- _Task list_:
1 - Reproduce everything in the passage on cinematographer Nicholas Musuraca from "Italian-born cinematographer Nicholas" down to "remain virtually indefinable.", word for word.
2 - Carry on the passage about cinematographer Nicholas Musuraca, picking up after its final sentence.

- _Extract to read_:
|---|
Italian-born cinematographer Nicholas Musuraca (1892-1975) was a shadowy yet truly exalted figure of film noir and despite the longevity and variance of his career, his biographical details are somewhat sketchy. His reputation, interdependent on a batch of black-and-white movies he photographed whilst under contract as director of photography at RKO which feature some of the most languorous and dreamlike sequences of the noir rubric. In contrast to fellow cinematographer John Alton, Musuraca's was a simplistic brand in place of a 'technical window dressing.' Yet however frills free were his methods, his results - such as the flamboyant nightmare sequences suffered by the vulnerable protagonists in Stranger on the Third Floor (1940), which is considered the prime candidate for being the very first film noir entry and Robert Siodmak's Spiral Staircase (1945) - remain virtually indefinable.
|---|
- _Data shown_:
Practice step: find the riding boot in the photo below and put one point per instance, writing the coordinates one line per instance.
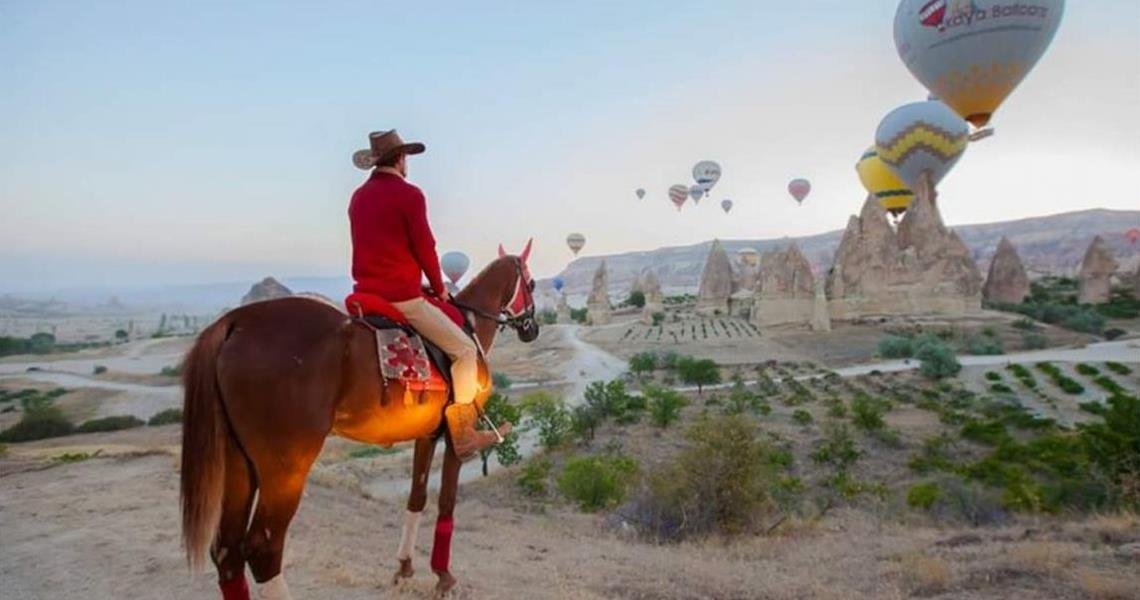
|---|
- _Answers for the tasks_:
1 -
Italian-born cinematographer Nicholas Musuraca (1892-1975) was a shadowy yet truly exalted figure of film noir and despite the longevity and variance of his career, his biographical details are somewhat sketchy. His reputation, interdependent on a batch of black-and-white movies he photographed whilst under contract as director of photography at RKO which feature some of the most languorous and dreamlike sequences of the noir rubric. In contrast to fellow cinematographer John Alton, Musuraca's was a simplistic brand in place of a 'technical window dressing.' Yet however frills free were his methods, his results - such as the flamboyant nightmare sequences suffered by the vulnerable protagonists in Stranger on the Third Floor (1940), which is considered the prime candidate for being the very first film noir entry and Robert Siodmak's Spiral Staircase (1945) - remain virtually indefinable.

2 -
In Stranger on the Third Floor, Mike (John McGuire) doubts his credibility as a star witness in a homicide case, prompting a daydream in which he takes the place of the wrongly accused killer Joe Briggs (Elisha Cook Jr.). His descent to the electric chair takes him through a vast labyrinthine corridor, cell and courtroom peopled by his laughing defense lawyer, a disbelieving fiancee and baying jurors - all filmed from vertiginous angles, enshrouded by jagged or crosshatched shadows and tempered with a low-key lighting.
| Musuraca's landscapes rival George Inness' works, from the Tourner de force of 1947 Out of The Past (Mitchum on the rocks) |
As a cinematographer who thoroughly thrived on vacillation, Musuraca would not have enjoyed being pigeonholed - as he often is- as the master of chiaroscuro lighting, his generous contribution to the noir style is infinitely more complex than this. Throughout his work, shoestring or noirish sequences are not always as rule, dominated by low-key lighting. They are rather set in high-key and almost overexposed rural atmospheres - for example the bucolic scene in Out of the Past (1947) which starred Robert Mitchum; where a mute boy sends Paul Valentine's assassin 'Joe' to a most precipitous death by way of flicking of a fishing rod.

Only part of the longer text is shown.